WHAT TO WORK ON: Only a number is expected here: the count of lines in this data where "face" occurs.

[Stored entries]
--------------------------------

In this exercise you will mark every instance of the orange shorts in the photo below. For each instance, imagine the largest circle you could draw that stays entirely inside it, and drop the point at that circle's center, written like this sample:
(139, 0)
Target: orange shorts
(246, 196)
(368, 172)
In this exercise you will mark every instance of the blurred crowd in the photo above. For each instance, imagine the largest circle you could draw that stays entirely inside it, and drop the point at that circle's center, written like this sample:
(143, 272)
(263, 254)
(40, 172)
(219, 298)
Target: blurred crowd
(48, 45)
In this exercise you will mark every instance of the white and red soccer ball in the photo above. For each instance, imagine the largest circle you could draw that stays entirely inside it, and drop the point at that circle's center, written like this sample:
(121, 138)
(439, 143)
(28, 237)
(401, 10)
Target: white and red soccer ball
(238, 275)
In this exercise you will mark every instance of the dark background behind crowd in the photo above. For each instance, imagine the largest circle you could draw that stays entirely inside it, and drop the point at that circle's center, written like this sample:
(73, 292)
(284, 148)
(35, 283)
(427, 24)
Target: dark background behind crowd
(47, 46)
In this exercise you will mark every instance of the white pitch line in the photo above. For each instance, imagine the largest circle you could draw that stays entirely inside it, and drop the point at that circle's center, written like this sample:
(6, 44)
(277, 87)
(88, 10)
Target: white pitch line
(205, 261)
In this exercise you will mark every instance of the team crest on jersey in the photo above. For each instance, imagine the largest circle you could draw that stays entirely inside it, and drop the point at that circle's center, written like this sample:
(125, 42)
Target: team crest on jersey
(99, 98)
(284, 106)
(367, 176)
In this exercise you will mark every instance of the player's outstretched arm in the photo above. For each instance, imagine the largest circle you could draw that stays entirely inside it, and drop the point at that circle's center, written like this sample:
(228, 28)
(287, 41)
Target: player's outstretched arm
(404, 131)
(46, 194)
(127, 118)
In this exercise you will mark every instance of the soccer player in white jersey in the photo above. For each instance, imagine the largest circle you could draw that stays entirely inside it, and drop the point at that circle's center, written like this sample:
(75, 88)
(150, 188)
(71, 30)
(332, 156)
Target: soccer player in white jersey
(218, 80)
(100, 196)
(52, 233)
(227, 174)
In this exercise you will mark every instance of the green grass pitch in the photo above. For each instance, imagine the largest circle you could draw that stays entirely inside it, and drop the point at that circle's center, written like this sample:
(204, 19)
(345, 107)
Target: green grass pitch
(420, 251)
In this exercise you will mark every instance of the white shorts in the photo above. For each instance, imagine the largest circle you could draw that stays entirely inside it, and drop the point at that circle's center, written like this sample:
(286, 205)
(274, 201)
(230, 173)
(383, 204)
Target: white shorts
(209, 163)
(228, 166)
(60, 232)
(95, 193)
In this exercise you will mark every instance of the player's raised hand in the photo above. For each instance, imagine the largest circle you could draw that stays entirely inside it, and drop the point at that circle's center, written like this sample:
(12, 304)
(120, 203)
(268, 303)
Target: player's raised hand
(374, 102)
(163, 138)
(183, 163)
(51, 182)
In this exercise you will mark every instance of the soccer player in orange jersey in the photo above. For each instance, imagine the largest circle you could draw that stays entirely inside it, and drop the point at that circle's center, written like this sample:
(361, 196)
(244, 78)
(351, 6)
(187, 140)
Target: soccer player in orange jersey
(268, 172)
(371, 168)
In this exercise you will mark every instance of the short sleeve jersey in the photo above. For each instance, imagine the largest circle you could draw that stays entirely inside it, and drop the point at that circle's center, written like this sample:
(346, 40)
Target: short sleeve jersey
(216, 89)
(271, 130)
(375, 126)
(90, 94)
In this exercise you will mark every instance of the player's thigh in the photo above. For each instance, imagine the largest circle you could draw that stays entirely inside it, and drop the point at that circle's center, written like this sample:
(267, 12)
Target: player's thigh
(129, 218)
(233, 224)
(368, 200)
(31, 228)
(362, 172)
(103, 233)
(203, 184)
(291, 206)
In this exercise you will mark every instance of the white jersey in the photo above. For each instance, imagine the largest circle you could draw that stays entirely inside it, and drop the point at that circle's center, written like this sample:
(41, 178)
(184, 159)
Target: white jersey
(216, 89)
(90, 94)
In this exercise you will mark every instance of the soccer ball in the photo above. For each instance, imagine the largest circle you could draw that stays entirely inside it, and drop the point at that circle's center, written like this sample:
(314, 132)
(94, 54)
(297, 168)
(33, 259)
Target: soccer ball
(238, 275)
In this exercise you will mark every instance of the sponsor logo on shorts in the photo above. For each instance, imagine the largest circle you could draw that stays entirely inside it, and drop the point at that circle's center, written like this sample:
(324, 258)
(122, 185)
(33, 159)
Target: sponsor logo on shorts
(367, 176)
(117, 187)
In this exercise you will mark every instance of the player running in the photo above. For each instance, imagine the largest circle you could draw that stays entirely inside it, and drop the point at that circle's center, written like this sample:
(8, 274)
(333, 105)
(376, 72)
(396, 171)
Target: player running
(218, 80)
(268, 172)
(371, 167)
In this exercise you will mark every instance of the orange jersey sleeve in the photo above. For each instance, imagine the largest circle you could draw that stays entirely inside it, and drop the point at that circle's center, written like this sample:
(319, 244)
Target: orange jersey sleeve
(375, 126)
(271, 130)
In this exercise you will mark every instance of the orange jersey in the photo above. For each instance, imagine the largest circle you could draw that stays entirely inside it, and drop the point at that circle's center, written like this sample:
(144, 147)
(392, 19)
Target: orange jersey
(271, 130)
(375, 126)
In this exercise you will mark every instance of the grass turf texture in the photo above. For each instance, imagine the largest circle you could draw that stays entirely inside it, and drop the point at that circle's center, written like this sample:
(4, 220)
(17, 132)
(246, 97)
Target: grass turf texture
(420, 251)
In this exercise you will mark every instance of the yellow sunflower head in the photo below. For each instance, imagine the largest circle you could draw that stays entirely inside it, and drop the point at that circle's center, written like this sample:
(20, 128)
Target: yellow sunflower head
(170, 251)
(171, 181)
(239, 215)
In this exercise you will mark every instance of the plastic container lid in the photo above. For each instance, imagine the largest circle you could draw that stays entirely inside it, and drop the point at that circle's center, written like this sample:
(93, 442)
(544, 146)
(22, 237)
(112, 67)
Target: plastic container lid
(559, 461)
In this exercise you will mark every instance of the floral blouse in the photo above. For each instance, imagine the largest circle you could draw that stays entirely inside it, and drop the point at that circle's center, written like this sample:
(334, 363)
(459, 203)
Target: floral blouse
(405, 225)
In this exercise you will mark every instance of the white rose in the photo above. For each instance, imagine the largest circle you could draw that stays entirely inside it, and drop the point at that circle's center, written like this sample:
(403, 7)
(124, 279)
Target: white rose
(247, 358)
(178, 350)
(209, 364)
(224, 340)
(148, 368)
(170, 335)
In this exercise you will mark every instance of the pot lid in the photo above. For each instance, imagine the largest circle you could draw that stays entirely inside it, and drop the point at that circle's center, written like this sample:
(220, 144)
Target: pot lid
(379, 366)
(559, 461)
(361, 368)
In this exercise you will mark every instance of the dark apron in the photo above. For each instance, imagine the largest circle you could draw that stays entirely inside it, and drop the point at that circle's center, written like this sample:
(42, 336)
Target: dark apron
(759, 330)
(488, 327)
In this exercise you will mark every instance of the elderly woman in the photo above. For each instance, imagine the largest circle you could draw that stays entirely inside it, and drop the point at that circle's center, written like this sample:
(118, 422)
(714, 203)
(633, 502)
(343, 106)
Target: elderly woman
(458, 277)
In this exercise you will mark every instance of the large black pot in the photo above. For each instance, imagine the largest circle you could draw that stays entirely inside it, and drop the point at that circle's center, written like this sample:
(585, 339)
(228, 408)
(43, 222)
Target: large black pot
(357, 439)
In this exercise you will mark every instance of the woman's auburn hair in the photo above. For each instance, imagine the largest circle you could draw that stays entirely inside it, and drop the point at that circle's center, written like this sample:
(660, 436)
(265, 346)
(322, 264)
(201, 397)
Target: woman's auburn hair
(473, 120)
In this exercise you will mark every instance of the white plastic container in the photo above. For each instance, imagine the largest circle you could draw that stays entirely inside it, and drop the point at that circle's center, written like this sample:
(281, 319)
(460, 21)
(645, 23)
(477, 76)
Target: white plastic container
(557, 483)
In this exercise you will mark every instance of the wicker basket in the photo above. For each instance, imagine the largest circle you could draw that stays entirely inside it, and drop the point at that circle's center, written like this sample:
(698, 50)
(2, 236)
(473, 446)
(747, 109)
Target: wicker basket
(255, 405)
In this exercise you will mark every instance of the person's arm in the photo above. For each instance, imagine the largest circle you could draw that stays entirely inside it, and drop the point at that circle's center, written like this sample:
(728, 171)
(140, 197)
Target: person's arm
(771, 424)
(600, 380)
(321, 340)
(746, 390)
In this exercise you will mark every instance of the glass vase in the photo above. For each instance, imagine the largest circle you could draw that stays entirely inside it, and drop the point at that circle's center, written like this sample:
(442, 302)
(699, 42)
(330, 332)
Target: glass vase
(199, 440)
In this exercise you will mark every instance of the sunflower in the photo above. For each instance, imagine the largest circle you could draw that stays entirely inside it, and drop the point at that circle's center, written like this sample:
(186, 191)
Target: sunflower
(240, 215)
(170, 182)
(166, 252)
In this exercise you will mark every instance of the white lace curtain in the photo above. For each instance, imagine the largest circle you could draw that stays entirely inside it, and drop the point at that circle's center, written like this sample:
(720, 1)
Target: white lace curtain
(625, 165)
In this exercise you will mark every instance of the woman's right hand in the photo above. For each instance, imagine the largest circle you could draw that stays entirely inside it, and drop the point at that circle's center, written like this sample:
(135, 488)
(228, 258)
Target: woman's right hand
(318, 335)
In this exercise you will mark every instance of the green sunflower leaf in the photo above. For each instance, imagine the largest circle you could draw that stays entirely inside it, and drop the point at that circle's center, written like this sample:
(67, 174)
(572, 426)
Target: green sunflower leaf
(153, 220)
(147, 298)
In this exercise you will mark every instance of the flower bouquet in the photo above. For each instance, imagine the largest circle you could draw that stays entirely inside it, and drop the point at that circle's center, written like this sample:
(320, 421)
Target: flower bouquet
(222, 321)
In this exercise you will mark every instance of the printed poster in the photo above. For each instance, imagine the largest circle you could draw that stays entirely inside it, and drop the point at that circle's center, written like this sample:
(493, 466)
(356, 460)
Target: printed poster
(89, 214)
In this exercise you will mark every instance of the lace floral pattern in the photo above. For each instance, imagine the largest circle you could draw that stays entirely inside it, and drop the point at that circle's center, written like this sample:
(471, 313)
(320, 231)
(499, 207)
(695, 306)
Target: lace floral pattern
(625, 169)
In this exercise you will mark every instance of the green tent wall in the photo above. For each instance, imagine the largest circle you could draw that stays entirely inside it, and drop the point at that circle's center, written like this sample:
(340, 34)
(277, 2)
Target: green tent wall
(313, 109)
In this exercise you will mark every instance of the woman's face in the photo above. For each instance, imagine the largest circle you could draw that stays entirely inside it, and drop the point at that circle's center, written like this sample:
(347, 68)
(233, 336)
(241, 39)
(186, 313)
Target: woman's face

--------------------------------

RESULT: 2